[start Supplied material]

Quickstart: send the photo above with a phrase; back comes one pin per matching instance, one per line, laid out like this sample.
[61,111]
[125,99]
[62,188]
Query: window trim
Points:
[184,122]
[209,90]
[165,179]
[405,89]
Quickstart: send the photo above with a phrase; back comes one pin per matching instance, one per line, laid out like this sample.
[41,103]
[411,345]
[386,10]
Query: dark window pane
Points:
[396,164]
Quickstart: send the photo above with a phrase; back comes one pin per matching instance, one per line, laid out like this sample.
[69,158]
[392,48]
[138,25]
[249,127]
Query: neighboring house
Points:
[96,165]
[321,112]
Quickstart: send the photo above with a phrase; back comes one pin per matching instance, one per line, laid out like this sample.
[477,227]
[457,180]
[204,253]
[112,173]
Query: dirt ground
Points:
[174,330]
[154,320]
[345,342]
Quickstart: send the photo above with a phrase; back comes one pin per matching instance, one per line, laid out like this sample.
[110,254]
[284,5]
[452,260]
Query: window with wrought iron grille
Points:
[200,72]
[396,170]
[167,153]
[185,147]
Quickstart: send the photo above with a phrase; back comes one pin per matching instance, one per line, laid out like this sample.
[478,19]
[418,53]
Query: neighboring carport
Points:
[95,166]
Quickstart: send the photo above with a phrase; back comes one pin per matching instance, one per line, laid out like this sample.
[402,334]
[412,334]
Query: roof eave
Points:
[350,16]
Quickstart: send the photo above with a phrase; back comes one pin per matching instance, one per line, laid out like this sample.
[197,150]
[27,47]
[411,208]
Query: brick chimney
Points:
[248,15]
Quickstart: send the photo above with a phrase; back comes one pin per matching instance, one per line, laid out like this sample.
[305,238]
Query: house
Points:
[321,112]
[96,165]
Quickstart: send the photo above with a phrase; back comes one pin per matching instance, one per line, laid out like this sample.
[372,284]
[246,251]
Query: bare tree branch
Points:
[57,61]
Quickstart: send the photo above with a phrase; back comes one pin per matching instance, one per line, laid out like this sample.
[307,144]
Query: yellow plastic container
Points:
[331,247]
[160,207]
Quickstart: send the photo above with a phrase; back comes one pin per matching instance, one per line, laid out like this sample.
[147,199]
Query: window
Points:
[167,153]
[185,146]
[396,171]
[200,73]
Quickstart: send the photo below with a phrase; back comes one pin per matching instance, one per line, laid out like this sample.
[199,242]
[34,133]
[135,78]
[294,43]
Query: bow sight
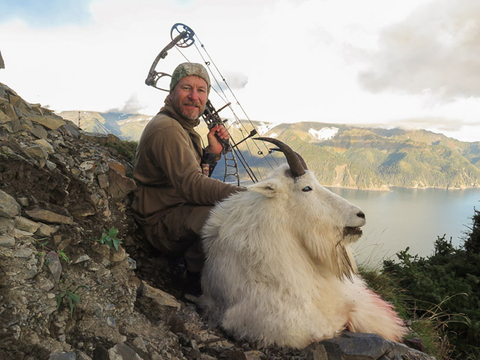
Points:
[183,36]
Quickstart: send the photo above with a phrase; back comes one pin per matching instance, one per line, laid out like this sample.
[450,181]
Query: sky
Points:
[410,63]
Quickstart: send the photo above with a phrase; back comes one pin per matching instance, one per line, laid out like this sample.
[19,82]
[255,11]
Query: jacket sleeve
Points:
[173,152]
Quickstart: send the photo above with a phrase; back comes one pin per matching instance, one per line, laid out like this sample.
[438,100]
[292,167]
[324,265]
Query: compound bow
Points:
[183,36]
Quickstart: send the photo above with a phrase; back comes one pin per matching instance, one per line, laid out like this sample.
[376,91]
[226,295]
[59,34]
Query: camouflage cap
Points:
[187,69]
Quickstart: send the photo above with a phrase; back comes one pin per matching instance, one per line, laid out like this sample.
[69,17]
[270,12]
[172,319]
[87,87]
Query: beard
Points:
[189,111]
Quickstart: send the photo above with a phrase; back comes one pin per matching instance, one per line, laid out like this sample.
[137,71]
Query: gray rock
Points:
[7,241]
[8,206]
[122,352]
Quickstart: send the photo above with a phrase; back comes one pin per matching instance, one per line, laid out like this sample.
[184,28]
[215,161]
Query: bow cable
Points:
[185,38]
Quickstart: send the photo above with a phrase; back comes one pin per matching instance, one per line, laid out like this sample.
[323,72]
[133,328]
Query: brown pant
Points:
[178,233]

[end Supplied material]

**Exercise:** All of the records above must be copied exactly, except for the pictures.

**Result of this exercise:**
Quickstart: send the photo above with a phrase; back comes one pin per matching instance, one per line, laid out like this sample.
[61,111]
[125,99]
[62,188]
Query: window trim
Points:
[184,122]
[209,90]
[165,179]
[405,89]
Quickstart: send the photo above with a phrase; back comes one pin per matching instance, one per line, laid out like this sample.
[41,103]
[411,345]
[386,10]
Query: dark window pane
Points:
[396,164]
Quickstart: send the photo above with a phrase; back comes one pin per matching instance, one per line, laid out like this sample.
[69,158]
[392,48]
[138,25]
[249,127]
Query: neighboring house
Points:
[96,165]
[321,112]
Quickstart: send the photo above with a phrase; back comes one pin per matching instance, one per line, laid out like this sample.
[477,227]
[457,180]
[204,253]
[112,173]
Query: dirt ground
Points:
[174,330]
[154,320]
[345,342]
Quickstart: send the photo above with a phrase; back comes one pin per matching instance, one per line, laid out like this sample.
[110,254]
[284,5]
[452,260]
Query: window with wrought iron grille
Points:
[200,72]
[396,170]
[167,153]
[185,147]
Quickstart: send the photo above with a phrase; back comes one pin per matching instance, one per line, laid out like this sample.
[478,19]
[418,53]
Query: neighboring carport
Points:
[95,166]
Quickstart: send the photo above with a phrase; back comes one pin per matching instance, one per line, laid out like this sample.
[402,334]
[412,334]
Query: roof eave
Points:
[350,16]
Quickstart: send the photo above with a phrase; back comes one pin per matching instance, one per line, laid out like this sample.
[197,150]
[27,47]
[411,208]
Query: brick chimney
Points:
[248,15]
Quickstart: send the photo above with a phrase; back comes one pin per matching instance, one per line, laid out like this sample.
[305,238]
Query: house
Points:
[321,112]
[96,165]
Quickstart: send the photo above with a phrase; back comes one pin per matching instance, one per line, laid out like this sample.
[372,284]
[246,251]
Query: bare tree branch
Points:
[57,61]
Quickstart: send the photo above with a phrase; back comes one pin per matching instance, one per line, laid out like this sample.
[307,144]
Query: yellow plastic container
Points:
[331,247]
[160,207]
Quickstart: send the photo above with a phrase; back comes one pin per matching instance, one per line, laid out like this sample.
[147,199]
Query: window
Points:
[167,153]
[185,146]
[396,171]
[200,73]
Quickstart: send the photo below with a phrase; back comes one pin per matching instance, one per line, laid out like this sample.
[199,242]
[34,133]
[135,78]
[294,43]
Query: bow sight
Points:
[183,36]
Quickstart: send the photo above with a phrase; back comes one pin per matching instance, one per line, laid out like this sample.
[450,181]
Query: sky
Points:
[410,63]
Quickstart: send the photo above with a phrase; back comes one pin per matching instance, one per line, laid out like this sample.
[19,82]
[255,11]
Query: jacket sleeve
Points:
[173,152]
Quickstart: send the photo above with a phrase; back comes one pin per matching instance, one per line, laid out like this sample.
[438,100]
[292,167]
[324,265]
Query: compound bow
Points:
[183,36]
Quickstart: send the photo above with a phrase; back comes one pin per matching instance, one per line, laid out like this sample.
[376,91]
[226,295]
[59,34]
Query: camouflage cap
Points:
[187,69]
Quickstart: send the photo above with a phrase; back comes one pin per matching instance, one per line, laid out like this sample.
[69,17]
[270,12]
[172,319]
[87,87]
Query: beard
Points:
[189,111]
Quickstart: send the photo above with a phrase; back comes one pin per matching instance, one per line, laid out like this sample.
[137,71]
Query: gray rock
Points:
[7,241]
[8,206]
[122,352]
Quickstart: send the photo above with a phrase; back comes one pin per matching instance, one per line, laid out like this sample.
[184,28]
[215,161]
Query: bow cable
Points:
[185,38]
Quickstart: send the photo above with a phrase; back comes one pin per matching instance, one per line, laid out like this sample.
[323,72]
[133,328]
Query: brown pant
Points:
[178,233]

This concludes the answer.